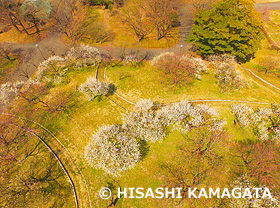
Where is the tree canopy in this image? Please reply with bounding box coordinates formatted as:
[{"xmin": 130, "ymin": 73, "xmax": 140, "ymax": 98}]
[{"xmin": 187, "ymin": 0, "xmax": 262, "ymax": 62}]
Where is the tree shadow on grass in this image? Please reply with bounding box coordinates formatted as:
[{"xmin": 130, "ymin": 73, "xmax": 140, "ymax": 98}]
[
  {"xmin": 138, "ymin": 139, "xmax": 150, "ymax": 160},
  {"xmin": 107, "ymin": 84, "xmax": 117, "ymax": 96}
]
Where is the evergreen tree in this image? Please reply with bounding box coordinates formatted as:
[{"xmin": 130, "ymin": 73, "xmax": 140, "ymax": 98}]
[{"xmin": 187, "ymin": 0, "xmax": 262, "ymax": 62}]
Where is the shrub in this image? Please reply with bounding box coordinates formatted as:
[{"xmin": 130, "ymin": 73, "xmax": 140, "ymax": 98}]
[
  {"xmin": 85, "ymin": 125, "xmax": 140, "ymax": 175},
  {"xmin": 151, "ymin": 53, "xmax": 207, "ymax": 85},
  {"xmin": 231, "ymin": 104, "xmax": 280, "ymax": 141},
  {"xmin": 0, "ymin": 81, "xmax": 24, "ymax": 106},
  {"xmin": 216, "ymin": 63, "xmax": 247, "ymax": 92},
  {"xmin": 230, "ymin": 175, "xmax": 280, "ymax": 208},
  {"xmin": 36, "ymin": 56, "xmax": 68, "ymax": 83},
  {"xmin": 79, "ymin": 77, "xmax": 110, "ymax": 101}
]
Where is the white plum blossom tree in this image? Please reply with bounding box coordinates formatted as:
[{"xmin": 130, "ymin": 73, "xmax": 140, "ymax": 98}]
[
  {"xmin": 79, "ymin": 77, "xmax": 110, "ymax": 101},
  {"xmin": 157, "ymin": 100, "xmax": 223, "ymax": 133},
  {"xmin": 215, "ymin": 63, "xmax": 248, "ymax": 92},
  {"xmin": 85, "ymin": 99, "xmax": 224, "ymax": 175},
  {"xmin": 36, "ymin": 56, "xmax": 68, "ymax": 83},
  {"xmin": 85, "ymin": 125, "xmax": 140, "ymax": 176},
  {"xmin": 122, "ymin": 99, "xmax": 166, "ymax": 142}
]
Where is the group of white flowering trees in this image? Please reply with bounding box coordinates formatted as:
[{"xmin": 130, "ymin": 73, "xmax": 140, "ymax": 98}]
[
  {"xmin": 0, "ymin": 81, "xmax": 23, "ymax": 107},
  {"xmin": 85, "ymin": 100, "xmax": 223, "ymax": 175},
  {"xmin": 231, "ymin": 104, "xmax": 280, "ymax": 141},
  {"xmin": 230, "ymin": 175, "xmax": 280, "ymax": 208}
]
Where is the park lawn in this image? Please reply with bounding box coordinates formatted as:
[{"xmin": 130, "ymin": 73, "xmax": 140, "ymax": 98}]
[
  {"xmin": 243, "ymin": 10, "xmax": 280, "ymax": 87},
  {"xmin": 0, "ymin": 56, "xmax": 19, "ymax": 84},
  {"xmin": 25, "ymin": 59, "xmax": 280, "ymax": 207},
  {"xmin": 106, "ymin": 64, "xmax": 280, "ymax": 103},
  {"xmin": 255, "ymin": 0, "xmax": 280, "ymax": 3}
]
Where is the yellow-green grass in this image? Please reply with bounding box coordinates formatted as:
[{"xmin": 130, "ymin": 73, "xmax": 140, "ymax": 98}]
[
  {"xmin": 21, "ymin": 61, "xmax": 280, "ymax": 207},
  {"xmin": 104, "ymin": 64, "xmax": 280, "ymax": 103},
  {"xmin": 0, "ymin": 27, "xmax": 48, "ymax": 43},
  {"xmin": 255, "ymin": 0, "xmax": 280, "ymax": 3},
  {"xmin": 243, "ymin": 10, "xmax": 280, "ymax": 87},
  {"xmin": 0, "ymin": 56, "xmax": 18, "ymax": 84}
]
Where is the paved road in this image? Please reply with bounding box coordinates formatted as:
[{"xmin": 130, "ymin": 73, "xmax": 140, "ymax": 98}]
[{"xmin": 1, "ymin": 2, "xmax": 280, "ymax": 86}]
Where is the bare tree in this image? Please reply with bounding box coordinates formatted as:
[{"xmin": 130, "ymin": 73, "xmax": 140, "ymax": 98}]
[
  {"xmin": 120, "ymin": 0, "xmax": 154, "ymax": 41},
  {"xmin": 146, "ymin": 0, "xmax": 178, "ymax": 40},
  {"xmin": 259, "ymin": 56, "xmax": 279, "ymax": 74},
  {"xmin": 0, "ymin": 44, "xmax": 12, "ymax": 61},
  {"xmin": 54, "ymin": 0, "xmax": 86, "ymax": 42},
  {"xmin": 188, "ymin": 0, "xmax": 216, "ymax": 10}
]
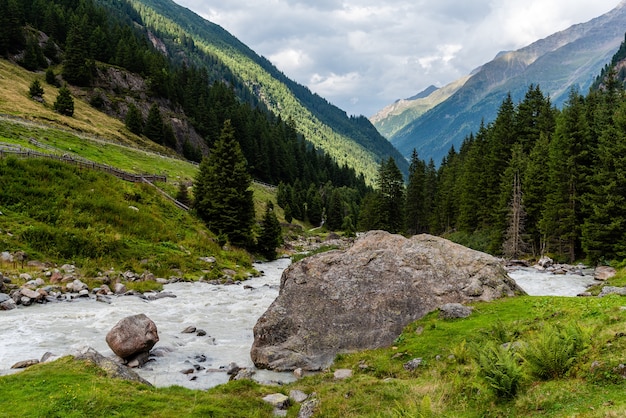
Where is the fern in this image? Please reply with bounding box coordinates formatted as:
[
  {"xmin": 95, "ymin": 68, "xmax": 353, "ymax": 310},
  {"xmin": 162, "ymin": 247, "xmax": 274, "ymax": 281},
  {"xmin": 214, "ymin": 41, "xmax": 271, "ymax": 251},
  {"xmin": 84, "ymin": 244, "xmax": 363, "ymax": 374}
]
[
  {"xmin": 476, "ymin": 343, "xmax": 524, "ymax": 399},
  {"xmin": 521, "ymin": 324, "xmax": 589, "ymax": 380}
]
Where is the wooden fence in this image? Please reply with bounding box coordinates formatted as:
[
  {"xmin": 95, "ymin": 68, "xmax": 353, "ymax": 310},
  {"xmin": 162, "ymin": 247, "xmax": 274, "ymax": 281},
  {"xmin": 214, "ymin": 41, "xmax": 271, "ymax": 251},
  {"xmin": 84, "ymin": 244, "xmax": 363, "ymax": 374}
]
[{"xmin": 0, "ymin": 147, "xmax": 167, "ymax": 183}]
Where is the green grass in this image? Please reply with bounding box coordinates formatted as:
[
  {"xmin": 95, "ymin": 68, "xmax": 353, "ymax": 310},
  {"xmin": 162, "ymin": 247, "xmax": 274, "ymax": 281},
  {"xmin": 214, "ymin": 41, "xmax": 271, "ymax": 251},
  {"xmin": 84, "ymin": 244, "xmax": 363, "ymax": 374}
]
[
  {"xmin": 0, "ymin": 158, "xmax": 252, "ymax": 279},
  {"xmin": 0, "ymin": 296, "xmax": 626, "ymax": 418},
  {"xmin": 0, "ymin": 357, "xmax": 272, "ymax": 418}
]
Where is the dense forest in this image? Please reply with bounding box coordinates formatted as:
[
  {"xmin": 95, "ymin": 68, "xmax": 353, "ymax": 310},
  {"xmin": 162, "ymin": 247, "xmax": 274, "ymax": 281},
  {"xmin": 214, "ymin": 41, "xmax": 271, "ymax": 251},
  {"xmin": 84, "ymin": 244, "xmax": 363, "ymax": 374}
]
[
  {"xmin": 0, "ymin": 0, "xmax": 369, "ymax": 238},
  {"xmin": 376, "ymin": 68, "xmax": 626, "ymax": 263}
]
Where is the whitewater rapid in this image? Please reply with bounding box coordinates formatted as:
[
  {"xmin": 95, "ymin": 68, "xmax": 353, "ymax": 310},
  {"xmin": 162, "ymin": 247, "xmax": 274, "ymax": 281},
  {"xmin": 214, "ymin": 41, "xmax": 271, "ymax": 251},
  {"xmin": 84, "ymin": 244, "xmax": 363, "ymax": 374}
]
[
  {"xmin": 0, "ymin": 259, "xmax": 293, "ymax": 389},
  {"xmin": 0, "ymin": 259, "xmax": 594, "ymax": 389}
]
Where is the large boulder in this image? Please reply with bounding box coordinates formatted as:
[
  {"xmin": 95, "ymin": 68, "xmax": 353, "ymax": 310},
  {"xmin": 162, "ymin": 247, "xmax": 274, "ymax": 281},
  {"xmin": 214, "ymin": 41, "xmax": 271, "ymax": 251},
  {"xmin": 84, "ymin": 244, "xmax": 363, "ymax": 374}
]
[
  {"xmin": 251, "ymin": 231, "xmax": 524, "ymax": 370},
  {"xmin": 106, "ymin": 314, "xmax": 159, "ymax": 359}
]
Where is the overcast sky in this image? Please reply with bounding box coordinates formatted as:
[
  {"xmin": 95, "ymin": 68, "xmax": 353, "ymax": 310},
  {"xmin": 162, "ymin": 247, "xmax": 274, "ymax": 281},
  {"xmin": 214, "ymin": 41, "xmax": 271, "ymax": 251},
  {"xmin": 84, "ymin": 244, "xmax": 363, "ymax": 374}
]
[{"xmin": 174, "ymin": 0, "xmax": 626, "ymax": 117}]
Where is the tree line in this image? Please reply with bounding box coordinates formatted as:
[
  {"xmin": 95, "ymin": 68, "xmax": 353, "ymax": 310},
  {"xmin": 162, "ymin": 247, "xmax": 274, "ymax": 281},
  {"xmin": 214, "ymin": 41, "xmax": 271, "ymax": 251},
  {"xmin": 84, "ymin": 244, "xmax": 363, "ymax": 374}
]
[
  {"xmin": 360, "ymin": 69, "xmax": 626, "ymax": 263},
  {"xmin": 0, "ymin": 0, "xmax": 370, "ymax": 255}
]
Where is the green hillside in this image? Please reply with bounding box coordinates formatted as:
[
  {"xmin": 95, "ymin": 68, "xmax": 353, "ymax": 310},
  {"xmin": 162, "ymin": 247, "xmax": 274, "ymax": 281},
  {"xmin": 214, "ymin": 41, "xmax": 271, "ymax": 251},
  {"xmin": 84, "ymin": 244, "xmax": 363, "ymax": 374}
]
[{"xmin": 131, "ymin": 0, "xmax": 408, "ymax": 183}]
+===+
Your objective - Turn every line of the rows, from the line with "Where is the overcast" through the end of the rows, into a numbered list, one line per item, and skip any blank lines.

Answer to the exercise -
1. Where is the overcast sky in this image? Please reply with bounding box coordinates formatted as:
2. [
3.   {"xmin": 95, "ymin": 68, "xmax": 353, "ymax": 310},
4.   {"xmin": 162, "ymin": 247, "xmax": 274, "ymax": 281},
5.   {"xmin": 214, "ymin": 41, "xmax": 271, "ymax": 251},
6.   {"xmin": 84, "ymin": 244, "xmax": 363, "ymax": 374}
7. ]
8. [{"xmin": 174, "ymin": 0, "xmax": 626, "ymax": 117}]
9. Where is the tree line in this image? Please reply with bounding box coordinates formatted as:
10. [
11.   {"xmin": 95, "ymin": 68, "xmax": 353, "ymax": 310},
12.   {"xmin": 162, "ymin": 247, "xmax": 274, "ymax": 281},
13.   {"xmin": 214, "ymin": 41, "xmax": 271, "ymax": 251},
14.   {"xmin": 84, "ymin": 244, "xmax": 363, "ymax": 374}
15. ]
16. [
17.   {"xmin": 360, "ymin": 69, "xmax": 626, "ymax": 263},
18.   {"xmin": 0, "ymin": 0, "xmax": 370, "ymax": 255}
19. ]
20. Where is the green hillside in this image? Please reply with bounding box coordinates formatted as:
21. [
22.   {"xmin": 95, "ymin": 68, "xmax": 353, "ymax": 310},
23.   {"xmin": 162, "ymin": 247, "xmax": 274, "ymax": 281},
24.   {"xmin": 214, "ymin": 41, "xmax": 271, "ymax": 251},
25.   {"xmin": 84, "ymin": 244, "xmax": 363, "ymax": 374}
26. ]
27. [{"xmin": 131, "ymin": 0, "xmax": 408, "ymax": 183}]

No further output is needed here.